**GIVEN TEXT:**
--- --- ---

PRACTICAL EXERCISE 11

In this exercise we will study further the data from practical exercise 10 on lung cancer death among males in four Danish cities. In practical exercise 10 it is described how you may read the data into R.

In questions a and b we will see how one may compute the occurrence/exposure rates and log-transformed confidence intervals using the glm-command. Thereafter we will study it there is a difference between the four cities.

a) Fit a model without intercept and with age as the only factor (we multiply the average number of male inhabitants by 4 to get personyears; cf. practical exercise 10):

fit.age=glm(cancer~offset(log(4*population))+factor(age)-1, family=poisson, data=lungcancer)

summary(fit.age)

Perform the commands and inspect the output.

b) The summary command for a glm-object gives the estimated coefficients with standard errors. However, for interpretation it is more relevant to consider the exponentials of the coefficients with corresponding confidence intervals. To obtain this we may use the following function:

expcoef=function(glmobj)

{

regtab=summary(glmobj)\$coef

expcoef=exp(regtab[,1])

lower=expcoef*exp(-1.96*regtab[,2])

upper=expcoef*exp(1.96*regtab[,2])

cbind(expcoef,lower,upper)

}

After you have read this function into R, you may use it by giving the command:

expcoef(fit.age)

Perform the command and compare with the occurrence/exposure rates and confidence intervals you found in practical exercise 10.

c) Now fit a model with age and city as factors and inspect the results.

d) Use the anova-command to test if there is a significant difference between the cities.

--- --- ---

**RECORD SET:**

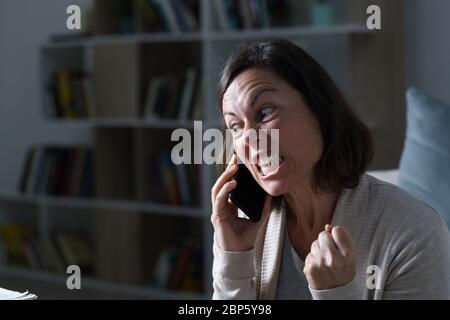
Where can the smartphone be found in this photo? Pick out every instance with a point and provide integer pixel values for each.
(248, 194)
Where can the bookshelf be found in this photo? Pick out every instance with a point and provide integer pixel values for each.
(130, 227)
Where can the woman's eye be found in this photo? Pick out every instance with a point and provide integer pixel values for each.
(266, 112)
(235, 127)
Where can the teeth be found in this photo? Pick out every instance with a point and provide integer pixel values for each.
(270, 163)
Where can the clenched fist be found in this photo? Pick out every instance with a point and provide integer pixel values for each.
(331, 262)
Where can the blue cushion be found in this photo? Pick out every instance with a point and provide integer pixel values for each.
(425, 163)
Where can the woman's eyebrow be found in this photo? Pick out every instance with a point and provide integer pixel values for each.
(254, 99)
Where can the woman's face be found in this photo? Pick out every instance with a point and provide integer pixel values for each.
(259, 99)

--- --- ---

**EXERCISE DESCRIPTION:** Copy the exercise text, starting with "PRACTICAL EXERCISE 11" and going on through "inspect the output.", and substitute "person-years" for "personyears". Draw only on the exercise text, not on the material.

**YOUR SOLUTION:**
PRACTICAL EXERCISE 11

In this exercise we will study further the data from practical exercise 10 on lung cancer death among males in four Danish cities. In practical exercise 10 it is described how you may read the data into R.

In questions a and b we will see how one may compute the occurrence/exposure rates and log-transformed confidence intervals using the glm-command. Thereafter we will study it there is a difference between the four cities.

a) Fit a model without intercept and with age as the only factor (we multiply the average number of male inhabitants by 4 to get person-years; cf. practical exercise 10):

fit.age=glm(cancer~offset(log(4*population))+factor(age)-1, family=poisson, data=lungcancer)

summary(fit.age)

Perform the commands and inspect the output.